### DATA PROVIDED

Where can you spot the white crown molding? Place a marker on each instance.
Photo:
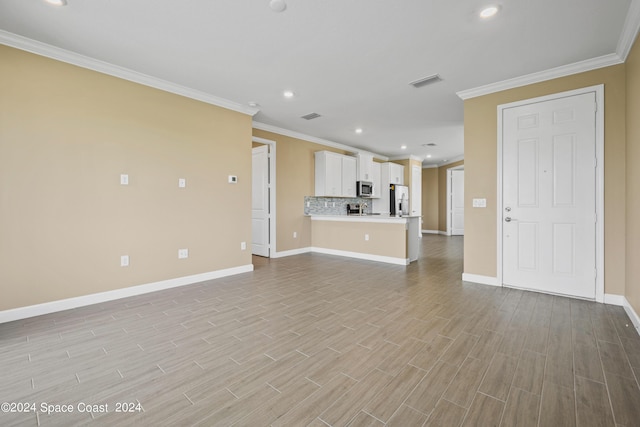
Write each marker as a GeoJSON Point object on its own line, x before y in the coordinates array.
{"type": "Point", "coordinates": [629, 30]}
{"type": "Point", "coordinates": [407, 157]}
{"type": "Point", "coordinates": [43, 49]}
{"type": "Point", "coordinates": [553, 73]}
{"type": "Point", "coordinates": [298, 135]}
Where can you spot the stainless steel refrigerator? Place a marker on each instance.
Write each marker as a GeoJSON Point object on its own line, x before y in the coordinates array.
{"type": "Point", "coordinates": [398, 200]}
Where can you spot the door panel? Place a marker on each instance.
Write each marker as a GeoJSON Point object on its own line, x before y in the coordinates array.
{"type": "Point", "coordinates": [260, 201]}
{"type": "Point", "coordinates": [549, 193]}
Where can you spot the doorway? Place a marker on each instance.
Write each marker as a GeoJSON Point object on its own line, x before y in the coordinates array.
{"type": "Point", "coordinates": [550, 195]}
{"type": "Point", "coordinates": [455, 201]}
{"type": "Point", "coordinates": [263, 207]}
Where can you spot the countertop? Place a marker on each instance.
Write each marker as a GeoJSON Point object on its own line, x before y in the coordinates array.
{"type": "Point", "coordinates": [363, 218]}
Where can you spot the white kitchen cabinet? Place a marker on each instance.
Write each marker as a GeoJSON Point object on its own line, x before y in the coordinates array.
{"type": "Point", "coordinates": [365, 167]}
{"type": "Point", "coordinates": [335, 175]}
{"type": "Point", "coordinates": [349, 173]}
{"type": "Point", "coordinates": [396, 174]}
{"type": "Point", "coordinates": [375, 179]}
{"type": "Point", "coordinates": [328, 174]}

######

INSTRUCTIONS FOR THE TASK:
Copy all of the entries above word for word, leaving the picture out of your answer.

ANSWER TO THE TASK:
Where can you spot the white crown molding? Place a marker on each instance.
Photo:
Write each marker as a GeoJSON Point object on its own line, x before y in the coordinates array.
{"type": "Point", "coordinates": [629, 30]}
{"type": "Point", "coordinates": [407, 157]}
{"type": "Point", "coordinates": [43, 49]}
{"type": "Point", "coordinates": [553, 73]}
{"type": "Point", "coordinates": [298, 135]}
Where can you spot the stainless steel refrigerator? Place a marker on each instance.
Write each marker as a GeoJSON Point object on its own line, x before y in the coordinates array.
{"type": "Point", "coordinates": [398, 200]}
Where can you spot the door panel? Place a marker on each instance.
Write each marker as a GeoJSON Point object on its own line, x before y in the coordinates array.
{"type": "Point", "coordinates": [260, 201]}
{"type": "Point", "coordinates": [549, 193]}
Where can you spot the doorway? Place a marker on each instance.
Write each marker as a GeoJSON Point object on its own line, x before y in the coordinates array.
{"type": "Point", "coordinates": [550, 195]}
{"type": "Point", "coordinates": [455, 201]}
{"type": "Point", "coordinates": [263, 207]}
Where can you spot the countertop? Place a marker on each instance.
Write each marker as a GeoJSON Point object on its own line, x before y in the coordinates array.
{"type": "Point", "coordinates": [363, 218]}
Where can you spot the white kitchen cabinet? Place a marker on each instance.
Write each marker as a GeoJSON Point object on its own line, x before y in the coordinates array.
{"type": "Point", "coordinates": [365, 167]}
{"type": "Point", "coordinates": [335, 175]}
{"type": "Point", "coordinates": [349, 173]}
{"type": "Point", "coordinates": [396, 174]}
{"type": "Point", "coordinates": [375, 179]}
{"type": "Point", "coordinates": [328, 174]}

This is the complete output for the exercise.